98 Not for Sale: Tetap bergerak untuk Keadilan dan Kesejahteraan Indonesia

Nusantarakini.com, Jakarta – 

Reformasi Indonesia sudah berjalan lebih dari dua puluh tahun, sebagai buah dari perjuangan mahasiswa dan elemen rakyat lainnya yang bersatu padu meruntuhkan rezim otoritarianisme. Radikalisasi pemikiran di kalangan terpelajar, kaum buruh, petani dan kaum miskin kota, saat itu telah melahirkan sebuah aksi kolektif yang mencapai perubahan mendasar, yaitu pergantian kepemimpinan nasional yang selama 32 tahun tidak terjadi.

Dua puluh tahun perjalanan ini tentu tidak luput dari berbagai rintangan dan bajakan di tengah jalan. Teriakan keras para politisi yang mengagungkan NKRI seolah hanya menjadi slogan tanpa makna, tanpa ada usaha untuk mewujudkan kedaulatan, keadilan dan kesejahteraan bagi seluruh rakyat Indonesia.

Sejak kelahirannya, 98 adalah gerakan yang mengoreksi total hampir keseluruhan praktek kehidupan bernegara antara lain authoritarianism, korupsi, kolusi dan nepotisme. Mengingat begitu kuatnya “tembok kekuasaan” yang harus dihadapi, maka 98 tidak mungkin menjadi gerakan massif yang melibatkan keseluruhan komponen masyarakat tanpa adanya upaya-upaya radikalisasi di sejumlah kampus perguruan tinggi maupun basis-basis perlawanan komponen masyarakat lainnya.

Menolak Radikalisme berarti menolak “jati diri” dari 98 itu sendiri. Radikalisme 98 tidak terkait dengan perkembangan ideologi-ideologi “trans-nasional” yang belakangan berkembang biak di sejumlah negara termasuk Indonesia. Radikalisme 98 adalah suatu sikap, tindakan, khas anak muda Indonesia yang ingin melakukan perubahan hingga ke akar-akar dan segera. Kemerdekaan Indonesia bukan karena adanya ideologi yang mapan, bukan karena pemberontakan militer bersenjata, melainkan karena Adanya anak-anak muda yang radikal.

Gerakan 98 sebagai gerakan moral politik memang tidak sepenuhnya gagal, namun belum berjalan ke tujuan yang kita inginkan. Secara politik, demokrasi prosedural telah dipenuhi lewat Pemilu maupun Pilkada, tapi secara esensi tidak menghasilkan produk pemimpin dan wakil rakyat yang mumpuni, melainkan justru semakin banyak yang melakukan korupsi. Tengoklah berapa banyak pejabat daerah yang terkena Operasi Tangkap Tangan (OTT) KPK dalam tahun 2018, menandakan para politisi tidak kunjung jera terhadap hukuman yang diarahkan padanya. Politik berbiaya tinggi kerap dikeluhkan oleh para politisi, namun alih-alih melakukan perubahan internal dalam tubuh partai, mereka justru mempraktekkan politik uang untuk memenangkan pemilu atau pilkada. Sebar sembako pada saat kampanye bukan hal baru yang bisa kita temukan belakangan ini. Kepemimpinan sipil demokratik masih saja gemar menyeret-nyeret kekuatan TNI Polri, seolah tidak percaya diri pada kemampuannya sendiri.
┄┄┄┄┄┄┄┄┄┄┄┄┄┄┄┄┄┄┄┄
Tindakan yang Diperlukan:
a) Tolong jawab berdasarkan teks tentang Gerakan 98, satu jawaban per baris dengan tanda yang sama.
(i) Berapa tahun pergantian kepemimpinan nasional tidak terjadi sebelum Reformasi?
(ii) Menurut teks itu, kemerdekaan Indonesia terjadi karena adanya siapa?
(iii) Pada tahun berapa banyak pejabat daerah terkena Operasi Tangkap Tangan (OTT) KPK?
b) Kembalikan salinan persis bagian teks tentang Gerakan 98. Mulailah dari kata-kata yang memuat "Nusantarakini.com, Jakarta –", lalu berhenti setelah "seluruh rakyat Indonesia.".

Data Mentah:
┄┄┄┄┄┄┄┄┄┄┄┄┄┄┄┄┄┄┄┄
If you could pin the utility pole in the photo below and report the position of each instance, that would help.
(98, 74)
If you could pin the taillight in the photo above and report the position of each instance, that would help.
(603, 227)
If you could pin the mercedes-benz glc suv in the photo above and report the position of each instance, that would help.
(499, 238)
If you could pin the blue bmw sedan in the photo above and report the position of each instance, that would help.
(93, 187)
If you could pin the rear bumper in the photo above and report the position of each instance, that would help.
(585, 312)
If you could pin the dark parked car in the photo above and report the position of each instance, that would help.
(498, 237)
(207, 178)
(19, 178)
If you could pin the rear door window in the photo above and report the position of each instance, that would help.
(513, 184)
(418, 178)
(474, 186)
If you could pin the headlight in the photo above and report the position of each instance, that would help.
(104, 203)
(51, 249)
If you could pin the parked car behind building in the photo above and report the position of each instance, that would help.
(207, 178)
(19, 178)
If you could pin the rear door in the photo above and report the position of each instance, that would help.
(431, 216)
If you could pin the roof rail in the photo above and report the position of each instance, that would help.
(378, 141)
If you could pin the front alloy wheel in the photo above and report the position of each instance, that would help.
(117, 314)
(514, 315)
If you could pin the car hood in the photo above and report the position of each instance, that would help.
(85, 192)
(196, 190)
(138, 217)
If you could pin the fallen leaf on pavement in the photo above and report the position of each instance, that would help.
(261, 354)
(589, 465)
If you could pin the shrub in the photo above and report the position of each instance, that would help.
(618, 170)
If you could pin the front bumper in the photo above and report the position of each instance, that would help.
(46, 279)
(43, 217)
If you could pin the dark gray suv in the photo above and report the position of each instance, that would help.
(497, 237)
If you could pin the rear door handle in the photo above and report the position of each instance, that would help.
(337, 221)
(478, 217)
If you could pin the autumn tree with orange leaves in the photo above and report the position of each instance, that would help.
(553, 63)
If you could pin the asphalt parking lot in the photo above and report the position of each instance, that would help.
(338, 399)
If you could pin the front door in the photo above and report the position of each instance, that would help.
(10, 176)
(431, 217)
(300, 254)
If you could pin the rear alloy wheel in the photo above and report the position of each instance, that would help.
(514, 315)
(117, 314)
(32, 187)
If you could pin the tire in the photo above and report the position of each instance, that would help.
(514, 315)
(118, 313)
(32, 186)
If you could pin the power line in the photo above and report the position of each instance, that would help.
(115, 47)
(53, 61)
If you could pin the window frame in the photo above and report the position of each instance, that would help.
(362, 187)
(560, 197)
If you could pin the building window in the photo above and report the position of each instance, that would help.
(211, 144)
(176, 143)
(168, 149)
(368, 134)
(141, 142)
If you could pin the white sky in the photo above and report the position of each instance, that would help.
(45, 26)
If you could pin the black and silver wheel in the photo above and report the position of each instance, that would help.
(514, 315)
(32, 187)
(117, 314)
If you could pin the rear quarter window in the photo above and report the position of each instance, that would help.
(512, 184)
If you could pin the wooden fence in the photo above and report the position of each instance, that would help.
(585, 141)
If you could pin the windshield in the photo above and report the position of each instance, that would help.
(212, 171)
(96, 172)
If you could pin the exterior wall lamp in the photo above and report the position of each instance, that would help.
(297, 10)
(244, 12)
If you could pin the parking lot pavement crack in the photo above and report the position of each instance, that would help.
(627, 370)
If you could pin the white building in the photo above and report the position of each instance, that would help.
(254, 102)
┄┄┄┄┄┄┄┄┄┄┄┄┄┄┄┄┄┄┄┄
Hasil Tugas:
a)
(i) 32 tahun
(ii) Anak-anak muda yang radikal
(iii) 2018

b)
Nusantarakini.com, Jakarta – 

Reformasi Indonesia sudah berjalan lebih dari dua puluh tahun, sebagai buah dari perjuangan mahasiswa dan elemen rakyat lainnya yang bersatu padu meruntuhkan rezim otoritarianisme. Radikalisasi pemikiran di kalangan terpelajar, kaum buruh, petani dan kaum miskin kota, saat itu telah melahirkan sebuah aksi kolektif yang mencapai perubahan mendasar, yaitu pergantian kepemimpinan nasional yang selama 32 tahun tidak terjadi.

Dua puluh tahun perjalanan ini tentu tidak luput dari berbagai rintangan dan bajakan di tengah jalan. Teriakan keras para politisi yang mengagungkan NKRI seolah hanya menjadi slogan tanpa makna, tanpa ada usaha untuk mewujudkan kedaulatan, keadilan dan kesejahteraan bagi seluruh rakyat Indonesia.